DIRECTION A |
Find every line in the rows that contains the string "asphalt", and copy each of those lines in full.

PROVIDED PASSAGE |
______________________________

I'm speaking here mostly of real architecture, designs that are built. Virtual architecture (designs that could be built but aren't) and post-real virtual architecture (architecture that was built but no longer exists) express their truthfulness in other ways.

2010.11.15 12:26
Some of Piranesi's virtuality becoming real. (It seems this has been discussed somewhere here before.)
Here the newly real is not only extremely truthful to its artificiality, but extremely truthful to its over 200 year old virtual precedent as well.

2011.11.21 08:40
how convinced are you?
Now I see how the virtual has been my escape.
Is theory an escape?
Is teaching an escape?
Is drawing an escape?
Is writing an escape?
1. to slip or get away, as from confinement or restraint; gain or regain liberty: to escape from jail.
2. to slip away from pursuit or peril; avoid capture, punishment, or any threatened evil.
3. to issue from a confining enclosure, as a fluid.
4. to slip away; fade: The words escaped from memory.
5. Botany. (of an originally cultivated plant) to grow wild.
6. (of a rocket, molecule, etc.) to achieve escape velocity.
7. to slip away from or elude (pursuers, captors, etc.): He escaped the police.
8. to succeed in avoiding (any threatened or possible danger or evil): She escaped capture.
9. to elude (one's memory, notice, search, etc.).
10. to fail to be noticed or recollected by (a person): Her reply escapes me.
11. (of a sound or utterance) to slip from or be expressed by (a person, one's lips, etc.) inadvertently.

2012.05.07 17:49
Lebbeus Wood in China
Since I will never see this work in person, my experience of it will never be anything but virtual. In fact, most of the architecture I "know" I've never seen in person, thus my experience of most of the architecture I know is virtual. Since the existence of (distributed) drawings and then photographs and then CAD models and then digital images, it has been possible to experience architecture virtually.

2013.10.03 21: 50
Why we create
Perhaps it's just semantics, but architects for the most part design; few architects actually also create.
Although, I suppose you can call a design a creation, especially if the design is never executed into built form.
I guess the point I really want to make is that most of what architects do is not actual creation, rather virtual creation.

______________________________

DIRECTION B |
Answer these questions using the text on virtual architecture:
(i) What does the text call architecture that was built but no longer exists?
(ii) How old does the writer say Piranesi's virtual precedent is?
(iii) Why will the writer's experience of the Lebbeus Wood work in China never be anything but virtual?

______________________________

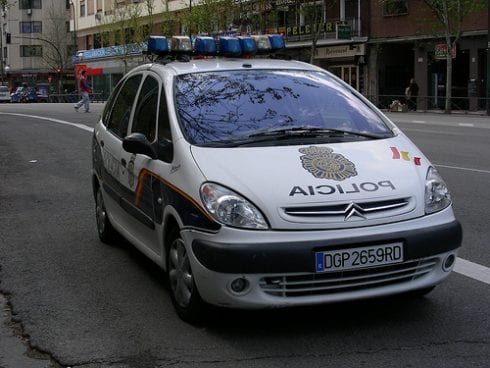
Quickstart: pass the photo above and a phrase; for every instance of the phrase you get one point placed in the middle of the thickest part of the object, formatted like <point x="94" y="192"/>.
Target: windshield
<point x="258" y="106"/>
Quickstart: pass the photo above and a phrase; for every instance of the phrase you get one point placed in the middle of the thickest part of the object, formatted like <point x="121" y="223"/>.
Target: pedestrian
<point x="411" y="93"/>
<point x="84" y="89"/>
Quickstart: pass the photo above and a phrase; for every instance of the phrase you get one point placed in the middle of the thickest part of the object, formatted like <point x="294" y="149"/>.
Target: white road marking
<point x="76" y="125"/>
<point x="462" y="266"/>
<point x="472" y="270"/>
<point x="463" y="168"/>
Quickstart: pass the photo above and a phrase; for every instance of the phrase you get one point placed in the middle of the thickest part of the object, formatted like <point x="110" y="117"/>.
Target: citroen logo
<point x="352" y="210"/>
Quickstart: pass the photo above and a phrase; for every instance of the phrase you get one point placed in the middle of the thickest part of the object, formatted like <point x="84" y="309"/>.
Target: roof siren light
<point x="181" y="44"/>
<point x="277" y="42"/>
<point x="248" y="45"/>
<point x="158" y="45"/>
<point x="263" y="43"/>
<point x="205" y="46"/>
<point x="229" y="46"/>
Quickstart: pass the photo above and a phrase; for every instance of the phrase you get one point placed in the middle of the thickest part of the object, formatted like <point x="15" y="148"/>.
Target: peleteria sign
<point x="113" y="51"/>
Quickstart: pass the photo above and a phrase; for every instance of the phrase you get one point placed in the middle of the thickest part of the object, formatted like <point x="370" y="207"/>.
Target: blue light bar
<point x="248" y="45"/>
<point x="229" y="46"/>
<point x="181" y="44"/>
<point x="277" y="42"/>
<point x="263" y="43"/>
<point x="158" y="45"/>
<point x="205" y="45"/>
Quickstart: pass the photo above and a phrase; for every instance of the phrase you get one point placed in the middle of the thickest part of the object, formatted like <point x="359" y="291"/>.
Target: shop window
<point x="82" y="8"/>
<point x="395" y="7"/>
<point x="30" y="4"/>
<point x="31" y="51"/>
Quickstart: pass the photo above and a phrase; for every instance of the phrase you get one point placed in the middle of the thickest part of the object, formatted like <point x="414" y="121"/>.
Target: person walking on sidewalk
<point x="84" y="91"/>
<point x="411" y="93"/>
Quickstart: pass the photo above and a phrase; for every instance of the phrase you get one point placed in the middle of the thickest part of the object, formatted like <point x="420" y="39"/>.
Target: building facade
<point x="407" y="42"/>
<point x="36" y="44"/>
<point x="375" y="47"/>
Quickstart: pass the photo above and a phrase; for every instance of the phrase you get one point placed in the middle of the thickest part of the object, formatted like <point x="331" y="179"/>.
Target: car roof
<point x="223" y="64"/>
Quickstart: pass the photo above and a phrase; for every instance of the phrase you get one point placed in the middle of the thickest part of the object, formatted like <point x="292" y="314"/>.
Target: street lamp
<point x="75" y="43"/>
<point x="7" y="69"/>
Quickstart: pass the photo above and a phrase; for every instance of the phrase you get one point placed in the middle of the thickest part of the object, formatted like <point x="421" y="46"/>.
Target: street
<point x="68" y="300"/>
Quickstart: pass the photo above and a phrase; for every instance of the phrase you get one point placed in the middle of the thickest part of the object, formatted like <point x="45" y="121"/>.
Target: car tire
<point x="185" y="297"/>
<point x="106" y="231"/>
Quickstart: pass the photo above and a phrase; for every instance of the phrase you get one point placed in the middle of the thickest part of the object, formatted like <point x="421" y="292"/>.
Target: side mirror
<point x="137" y="143"/>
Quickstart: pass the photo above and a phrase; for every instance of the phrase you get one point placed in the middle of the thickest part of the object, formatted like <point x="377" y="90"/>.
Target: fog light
<point x="448" y="263"/>
<point x="239" y="285"/>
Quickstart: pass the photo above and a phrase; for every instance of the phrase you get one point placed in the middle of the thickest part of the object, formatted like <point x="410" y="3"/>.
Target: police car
<point x="259" y="182"/>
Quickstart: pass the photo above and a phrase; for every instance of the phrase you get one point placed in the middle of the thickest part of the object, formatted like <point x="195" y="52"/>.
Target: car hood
<point x="315" y="184"/>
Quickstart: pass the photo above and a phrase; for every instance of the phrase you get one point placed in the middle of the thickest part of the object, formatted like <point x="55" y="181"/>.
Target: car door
<point x="145" y="175"/>
<point x="114" y="157"/>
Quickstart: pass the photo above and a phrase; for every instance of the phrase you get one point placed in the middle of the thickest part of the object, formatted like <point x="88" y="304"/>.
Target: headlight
<point x="230" y="208"/>
<point x="437" y="196"/>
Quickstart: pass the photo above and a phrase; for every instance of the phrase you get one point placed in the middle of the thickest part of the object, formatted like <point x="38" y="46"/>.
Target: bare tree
<point x="56" y="42"/>
<point x="450" y="15"/>
<point x="447" y="23"/>
<point x="208" y="16"/>
<point x="122" y="30"/>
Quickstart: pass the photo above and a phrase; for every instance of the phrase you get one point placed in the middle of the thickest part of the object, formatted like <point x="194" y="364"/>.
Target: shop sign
<point x="309" y="28"/>
<point x="134" y="48"/>
<point x="344" y="31"/>
<point x="440" y="51"/>
<point x="341" y="51"/>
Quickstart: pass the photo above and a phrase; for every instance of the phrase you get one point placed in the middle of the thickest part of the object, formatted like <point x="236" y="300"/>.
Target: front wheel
<point x="185" y="297"/>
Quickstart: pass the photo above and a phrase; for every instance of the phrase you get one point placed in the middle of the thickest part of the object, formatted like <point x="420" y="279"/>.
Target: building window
<point x="82" y="8"/>
<point x="30" y="4"/>
<point x="29" y="51"/>
<point x="395" y="7"/>
<point x="31" y="27"/>
<point x="90" y="7"/>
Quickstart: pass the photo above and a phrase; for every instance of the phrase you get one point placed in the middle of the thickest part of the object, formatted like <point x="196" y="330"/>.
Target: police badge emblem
<point x="323" y="163"/>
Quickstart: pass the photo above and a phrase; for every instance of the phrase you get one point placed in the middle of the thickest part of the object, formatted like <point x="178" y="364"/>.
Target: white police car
<point x="259" y="182"/>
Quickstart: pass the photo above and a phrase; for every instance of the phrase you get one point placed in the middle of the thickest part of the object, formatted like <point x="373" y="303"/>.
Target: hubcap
<point x="180" y="273"/>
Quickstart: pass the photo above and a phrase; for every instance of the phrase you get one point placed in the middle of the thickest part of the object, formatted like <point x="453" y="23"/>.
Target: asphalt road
<point x="78" y="303"/>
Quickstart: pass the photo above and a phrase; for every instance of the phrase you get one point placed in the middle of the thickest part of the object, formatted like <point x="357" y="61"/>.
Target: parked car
<point x="259" y="183"/>
<point x="24" y="94"/>
<point x="4" y="94"/>
<point x="42" y="92"/>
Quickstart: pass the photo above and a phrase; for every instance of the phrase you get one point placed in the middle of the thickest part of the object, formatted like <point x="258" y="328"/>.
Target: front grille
<point x="364" y="209"/>
<point x="337" y="282"/>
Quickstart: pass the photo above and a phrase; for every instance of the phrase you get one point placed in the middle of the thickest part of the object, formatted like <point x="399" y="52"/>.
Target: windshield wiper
<point x="314" y="132"/>
<point x="292" y="132"/>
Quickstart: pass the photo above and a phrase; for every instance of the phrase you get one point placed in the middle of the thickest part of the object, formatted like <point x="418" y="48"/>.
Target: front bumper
<point x="279" y="267"/>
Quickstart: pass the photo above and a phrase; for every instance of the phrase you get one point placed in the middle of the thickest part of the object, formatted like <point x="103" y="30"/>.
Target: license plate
<point x="355" y="258"/>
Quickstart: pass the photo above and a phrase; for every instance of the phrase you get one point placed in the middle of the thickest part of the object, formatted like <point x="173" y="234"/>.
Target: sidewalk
<point x="14" y="352"/>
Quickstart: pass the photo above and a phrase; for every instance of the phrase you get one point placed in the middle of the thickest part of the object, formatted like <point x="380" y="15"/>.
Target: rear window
<point x="227" y="105"/>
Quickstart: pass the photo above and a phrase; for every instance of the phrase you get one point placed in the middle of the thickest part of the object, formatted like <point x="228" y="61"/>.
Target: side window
<point x="145" y="116"/>
<point x="119" y="119"/>
<point x="163" y="122"/>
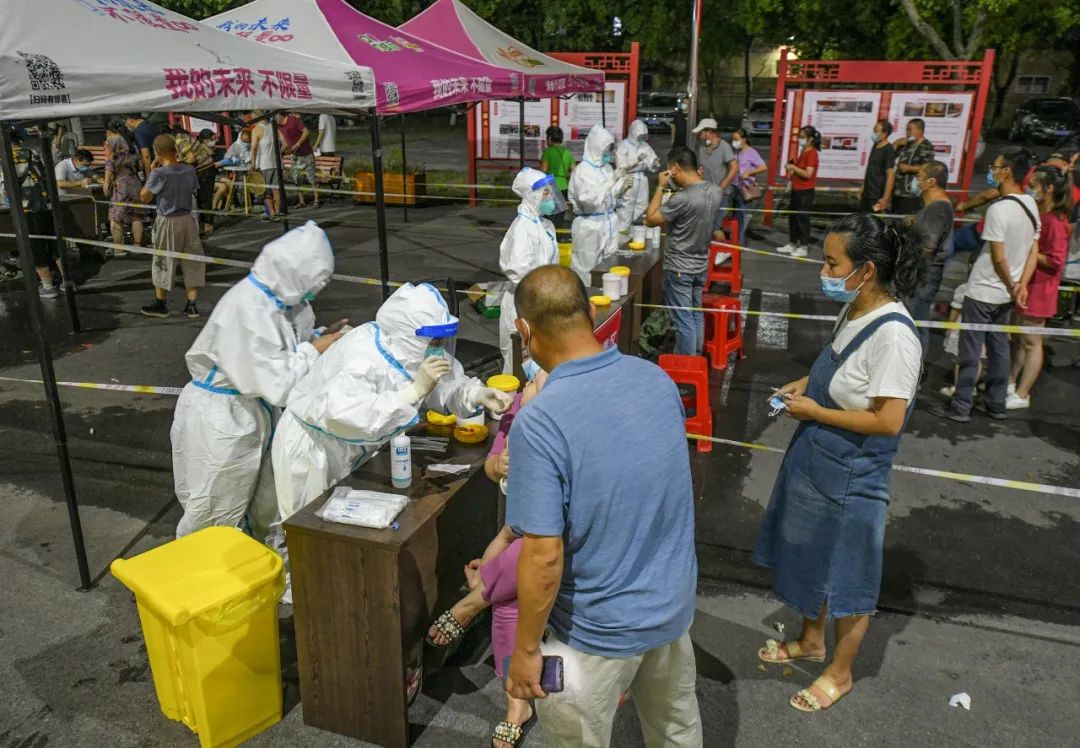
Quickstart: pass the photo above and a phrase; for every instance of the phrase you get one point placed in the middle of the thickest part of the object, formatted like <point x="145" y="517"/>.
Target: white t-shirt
<point x="264" y="159"/>
<point x="887" y="365"/>
<point x="1006" y="222"/>
<point x="66" y="171"/>
<point x="328" y="127"/>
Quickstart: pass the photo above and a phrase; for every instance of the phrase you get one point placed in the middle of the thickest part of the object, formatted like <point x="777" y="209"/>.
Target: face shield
<point x="442" y="339"/>
<point x="552" y="201"/>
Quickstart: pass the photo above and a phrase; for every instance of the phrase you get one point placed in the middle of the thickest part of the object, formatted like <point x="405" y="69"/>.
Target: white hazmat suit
<point x="593" y="192"/>
<point x="528" y="244"/>
<point x="243" y="366"/>
<point x="635" y="155"/>
<point x="368" y="388"/>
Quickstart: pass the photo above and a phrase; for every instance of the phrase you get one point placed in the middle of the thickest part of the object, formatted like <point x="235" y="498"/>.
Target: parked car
<point x="757" y="120"/>
<point x="1045" y="120"/>
<point x="658" y="109"/>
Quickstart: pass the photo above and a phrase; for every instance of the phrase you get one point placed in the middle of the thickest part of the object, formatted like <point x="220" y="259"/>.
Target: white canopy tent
<point x="63" y="58"/>
<point x="71" y="57"/>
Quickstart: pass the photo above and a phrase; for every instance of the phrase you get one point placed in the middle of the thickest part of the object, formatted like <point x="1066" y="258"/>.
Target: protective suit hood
<point x="408" y="309"/>
<point x="523" y="188"/>
<point x="597" y="141"/>
<point x="299" y="262"/>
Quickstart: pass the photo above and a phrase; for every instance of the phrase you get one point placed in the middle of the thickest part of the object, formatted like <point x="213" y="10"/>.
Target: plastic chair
<point x="723" y="329"/>
<point x="693" y="370"/>
<point x="729" y="273"/>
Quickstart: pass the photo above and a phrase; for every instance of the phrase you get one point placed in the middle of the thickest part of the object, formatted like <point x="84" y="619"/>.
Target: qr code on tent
<point x="44" y="73"/>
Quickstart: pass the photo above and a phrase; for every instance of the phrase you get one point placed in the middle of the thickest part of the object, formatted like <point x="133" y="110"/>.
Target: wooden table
<point x="645" y="284"/>
<point x="363" y="599"/>
<point x="619" y="311"/>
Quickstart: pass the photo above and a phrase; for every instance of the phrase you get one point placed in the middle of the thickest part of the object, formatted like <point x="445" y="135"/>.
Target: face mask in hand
<point x="836" y="289"/>
<point x="530" y="368"/>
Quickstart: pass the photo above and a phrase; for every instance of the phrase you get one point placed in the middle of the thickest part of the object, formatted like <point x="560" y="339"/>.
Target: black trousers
<point x="798" y="222"/>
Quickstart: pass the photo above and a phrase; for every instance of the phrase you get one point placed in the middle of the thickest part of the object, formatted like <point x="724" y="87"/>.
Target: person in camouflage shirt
<point x="913" y="150"/>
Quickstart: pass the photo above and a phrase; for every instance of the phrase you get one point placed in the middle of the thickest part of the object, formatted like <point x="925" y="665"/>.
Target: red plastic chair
<point x="723" y="329"/>
<point x="693" y="370"/>
<point x="729" y="273"/>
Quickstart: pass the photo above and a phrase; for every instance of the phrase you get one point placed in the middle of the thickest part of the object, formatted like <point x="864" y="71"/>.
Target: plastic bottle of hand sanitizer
<point x="401" y="461"/>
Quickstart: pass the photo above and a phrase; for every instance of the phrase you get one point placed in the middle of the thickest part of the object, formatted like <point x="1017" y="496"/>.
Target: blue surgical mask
<point x="836" y="289"/>
<point x="530" y="369"/>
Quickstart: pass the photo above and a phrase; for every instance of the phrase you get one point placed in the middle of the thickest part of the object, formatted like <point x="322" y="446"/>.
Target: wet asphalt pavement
<point x="979" y="589"/>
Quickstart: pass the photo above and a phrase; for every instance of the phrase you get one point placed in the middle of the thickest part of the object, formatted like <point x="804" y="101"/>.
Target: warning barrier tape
<point x="142" y="389"/>
<point x="962" y="477"/>
<point x="980" y="327"/>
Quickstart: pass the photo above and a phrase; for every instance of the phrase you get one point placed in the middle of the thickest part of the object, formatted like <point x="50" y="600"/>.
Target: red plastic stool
<point x="730" y="272"/>
<point x="693" y="370"/>
<point x="723" y="329"/>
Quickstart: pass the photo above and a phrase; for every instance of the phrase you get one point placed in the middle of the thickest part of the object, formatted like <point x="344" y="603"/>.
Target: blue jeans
<point x="685" y="289"/>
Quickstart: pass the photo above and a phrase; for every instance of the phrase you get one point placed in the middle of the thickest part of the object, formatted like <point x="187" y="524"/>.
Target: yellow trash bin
<point x="207" y="602"/>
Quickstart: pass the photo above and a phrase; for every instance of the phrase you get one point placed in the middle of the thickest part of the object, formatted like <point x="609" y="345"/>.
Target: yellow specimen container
<point x="207" y="603"/>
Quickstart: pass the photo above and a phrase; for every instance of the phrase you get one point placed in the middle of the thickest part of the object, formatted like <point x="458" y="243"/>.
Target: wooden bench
<point x="328" y="170"/>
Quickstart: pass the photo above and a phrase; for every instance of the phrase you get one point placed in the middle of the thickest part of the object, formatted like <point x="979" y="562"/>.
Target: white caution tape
<point x="142" y="389"/>
<point x="977" y="327"/>
<point x="962" y="477"/>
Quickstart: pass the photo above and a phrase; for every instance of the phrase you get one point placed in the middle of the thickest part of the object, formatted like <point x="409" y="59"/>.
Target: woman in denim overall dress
<point x="823" y="531"/>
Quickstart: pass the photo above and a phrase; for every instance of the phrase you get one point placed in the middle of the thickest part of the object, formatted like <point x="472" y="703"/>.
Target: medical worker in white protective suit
<point x="593" y="192"/>
<point x="635" y="155"/>
<point x="369" y="388"/>
<point x="529" y="243"/>
<point x="257" y="344"/>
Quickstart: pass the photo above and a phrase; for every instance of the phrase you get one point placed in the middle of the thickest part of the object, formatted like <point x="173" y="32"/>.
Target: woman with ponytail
<point x="802" y="172"/>
<point x="823" y="531"/>
<point x="1052" y="191"/>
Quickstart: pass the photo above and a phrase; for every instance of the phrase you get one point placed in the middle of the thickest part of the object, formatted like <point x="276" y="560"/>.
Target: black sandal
<point x="449" y="627"/>
<point x="513" y="734"/>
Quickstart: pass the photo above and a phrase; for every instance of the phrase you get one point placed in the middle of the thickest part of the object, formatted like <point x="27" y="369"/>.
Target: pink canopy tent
<point x="412" y="73"/>
<point x="453" y="25"/>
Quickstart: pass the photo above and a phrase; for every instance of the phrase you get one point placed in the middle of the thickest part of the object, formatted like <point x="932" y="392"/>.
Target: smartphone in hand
<point x="551" y="674"/>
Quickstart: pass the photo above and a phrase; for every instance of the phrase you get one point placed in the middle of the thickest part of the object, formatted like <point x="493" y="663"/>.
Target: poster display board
<point x="947" y="117"/>
<point x="846" y="121"/>
<point x="498" y="122"/>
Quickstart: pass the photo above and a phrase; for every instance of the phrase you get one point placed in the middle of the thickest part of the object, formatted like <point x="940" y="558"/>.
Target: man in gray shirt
<point x="689" y="216"/>
<point x="718" y="163"/>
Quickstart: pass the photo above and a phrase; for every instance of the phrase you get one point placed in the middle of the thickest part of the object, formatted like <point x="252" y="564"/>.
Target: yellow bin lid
<point x="197" y="573"/>
<point x="504" y="382"/>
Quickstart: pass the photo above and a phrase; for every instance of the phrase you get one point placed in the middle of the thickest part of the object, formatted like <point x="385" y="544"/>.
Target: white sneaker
<point x="1014" y="402"/>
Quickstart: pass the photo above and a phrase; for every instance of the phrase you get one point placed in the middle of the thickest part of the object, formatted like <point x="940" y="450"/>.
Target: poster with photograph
<point x="846" y="121"/>
<point x="579" y="113"/>
<point x="503" y="125"/>
<point x="946" y="116"/>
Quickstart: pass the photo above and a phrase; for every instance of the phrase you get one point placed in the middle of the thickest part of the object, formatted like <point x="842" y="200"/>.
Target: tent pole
<point x="44" y="353"/>
<point x="521" y="128"/>
<point x="380" y="206"/>
<point x="404" y="170"/>
<point x="281" y="173"/>
<point x="58" y="228"/>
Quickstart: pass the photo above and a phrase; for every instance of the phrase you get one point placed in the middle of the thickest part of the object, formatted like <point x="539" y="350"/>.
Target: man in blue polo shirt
<point x="601" y="490"/>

______________________________

CORRECT ANSWER A |
Target: asphalt road
Target: wet asphalt pavement

CORRECT ANSWER B |
(i) Post-real virtual architecture.
(ii) Over 200 years old.
(iii) The writer will never see the work in person.